RECORDS FOR THIS EXERCISE
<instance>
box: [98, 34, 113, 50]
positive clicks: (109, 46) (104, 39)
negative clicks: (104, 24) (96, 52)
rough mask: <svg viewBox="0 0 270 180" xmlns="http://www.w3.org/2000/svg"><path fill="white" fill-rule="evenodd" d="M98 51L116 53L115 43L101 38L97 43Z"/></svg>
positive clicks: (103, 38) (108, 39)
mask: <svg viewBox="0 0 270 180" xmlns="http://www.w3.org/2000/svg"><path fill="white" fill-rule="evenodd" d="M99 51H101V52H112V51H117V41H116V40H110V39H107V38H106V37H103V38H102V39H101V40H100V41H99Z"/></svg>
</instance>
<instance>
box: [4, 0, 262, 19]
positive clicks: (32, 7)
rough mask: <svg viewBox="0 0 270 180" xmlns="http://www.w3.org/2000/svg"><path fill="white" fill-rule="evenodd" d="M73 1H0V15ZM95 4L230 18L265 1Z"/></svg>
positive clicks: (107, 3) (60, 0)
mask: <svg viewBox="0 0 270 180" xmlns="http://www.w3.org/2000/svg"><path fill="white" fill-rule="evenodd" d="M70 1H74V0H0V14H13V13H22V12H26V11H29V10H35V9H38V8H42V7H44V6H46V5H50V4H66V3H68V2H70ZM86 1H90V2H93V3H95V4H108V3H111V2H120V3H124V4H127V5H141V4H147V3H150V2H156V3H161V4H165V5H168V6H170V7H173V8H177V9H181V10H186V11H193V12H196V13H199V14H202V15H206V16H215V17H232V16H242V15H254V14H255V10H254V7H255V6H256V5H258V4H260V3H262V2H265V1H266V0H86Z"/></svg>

TASK INSTRUCTIONS
Put all of the material above into a JSON list of strings, one string per line, skipping any blank lines.

EXERCISE SOLUTION
[
  "<instance>",
  "box: [98, 34, 113, 50]",
  "positive clicks: (109, 46) (104, 39)",
  "negative clicks: (104, 24) (96, 52)",
  "rough mask: <svg viewBox=\"0 0 270 180\" xmlns=\"http://www.w3.org/2000/svg\"><path fill=\"white\" fill-rule=\"evenodd\" d=\"M98 51L116 53L115 43L101 38L97 43Z\"/></svg>",
  "positive clicks: (103, 38) (108, 39)",
  "mask: <svg viewBox=\"0 0 270 180\" xmlns=\"http://www.w3.org/2000/svg\"><path fill=\"white\" fill-rule=\"evenodd\" d=\"M99 51H101V52H112V51H117V41H116V40H110V39H107V38H106V37H103V38H102V39H101V40H100V41H99Z\"/></svg>",
  "</instance>",
  "<instance>",
  "box: [4, 0, 262, 19]",
  "positive clicks: (32, 7)",
  "rough mask: <svg viewBox=\"0 0 270 180\" xmlns=\"http://www.w3.org/2000/svg\"><path fill=\"white\" fill-rule=\"evenodd\" d=\"M73 1H0V15ZM95 4L230 18L265 1Z\"/></svg>",
  "positive clicks: (107, 3) (60, 0)",
  "mask: <svg viewBox=\"0 0 270 180\" xmlns=\"http://www.w3.org/2000/svg\"><path fill=\"white\" fill-rule=\"evenodd\" d=\"M70 1H74V0H0V14H13V13H22V12H26V11H29V10H35V9H38V8H42V7H44V6H46V5H50V4H66V3H68V2H70ZM86 1H90V2H93V3H95V4H108V3H111V2H120V3H124V4H127V5H141V4H147V3H150V2H156V3H161V4H165V5H168V6H170V7H173V8H177V9H181V10H186V11H193V12H196V13H199V14H202V15H206V16H215V17H232V16H242V15H254V14H255V10H254V7H255V6H256V5H258V4H260V3H262V2H265V1H266V0H86Z\"/></svg>"
]